===== EXCERPTED PASSAGE =====

Through analysis, it has been discovered that obtaining information related to stock price fluctuations and considering the influencing features related to stock price comprehensively are crucial to improve the accuracy of prediction models. Generally speaking, there are four types of features that may affect stock prices: quantitative features (stock price features, macroeconomic features, financial status features), sentiment features (financial forum features, tweet features, social media features), specific event features (network news features, corporate announcement features) and chart features (candlestick chart features). Different feature extraction and fusion methods are required for different features.
Regarding fusion paths, there are two types of paths: serial fusion and parallel fusion. The specific paths for feature-level fusion are shown in Figure 6. The former path has only one fusion step, which is "raw data - data merging - feature extraction - feature fusion - model training". The latter path has multiple parallel processing steps, which are "raw data - feature extraction - feature fusion - model training".
In the serial fusion path, feature selection and fusion are based on the merged dataset. Nti et al. (2021) combined six heterogeneous data sources containing quantitative features, sentiment features and specific event features into a data warehouse using record matching, followed by training a CNN and stacked LSTM model on the resulting data warehouse to achieve feature selection and fusion. Lee et al. (2023) used modal linking to merge stock price data, macroeconomic indicators and date data in quantitative features before feature-level fusion to generate merged data and use them as input to the multi-headed attention layer for feature fusion. Due to differences in dimensionality and structure among the raw stock-related data, direct merging of raw data is time and operationally expensive. Moreover, serial fusion is prone to sparsity issues, so its application in stock price prediction problems has been limited.

=====

**TASK REQUIREMENTS**
a: Print the passage on stock price features from "Through analysis, it" to "for different features.".
b: Answer these questions using the passage on stock price features:
(i) How many types of features that may affect stock prices does it name?
(ii) How many fusion steps does the serial fusion path have?
(iii) What did Lee et al. (2023) use to merge stock price data, macroeconomic indicators and date data?
c: Decide whether each statement agrees with the passage on stock price features:
(i) Candlestick chart features are grouped with sentiment features.
(ii) Nti et al. (2021) combined six heterogeneous data sources.
(iii) Serial fusion has been widely used in stock price prediction.

===== RECORDS SHOWN =====

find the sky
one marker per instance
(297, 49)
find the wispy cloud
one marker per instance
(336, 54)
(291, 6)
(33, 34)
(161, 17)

=====

**ANSWERS**
a:
Through analysis, it has been discovered that obtaining information related to stock price fluctuations and considering the influencing features related to stock price comprehensively are crucial to improve the accuracy of prediction models. Generally speaking, there are four types of features that may affect stock prices: quantitative features (stock price features, macroeconomic features, financial status features), sentiment features (financial forum features, tweet features, social media features), specific event features (network news features, corporate announcement features) and chart features (candlestick chart features). Different feature extraction and fusion methods are required for different features.

b:
(i) Four.
(ii) Only one.
(iii) Modal linking.

c:
(i) No: "chart features (candlestick chart features)"
(ii) Yes: "combined six heterogeneous data sources"
(iii) No: "so its application in stock price prediction problems has been limited"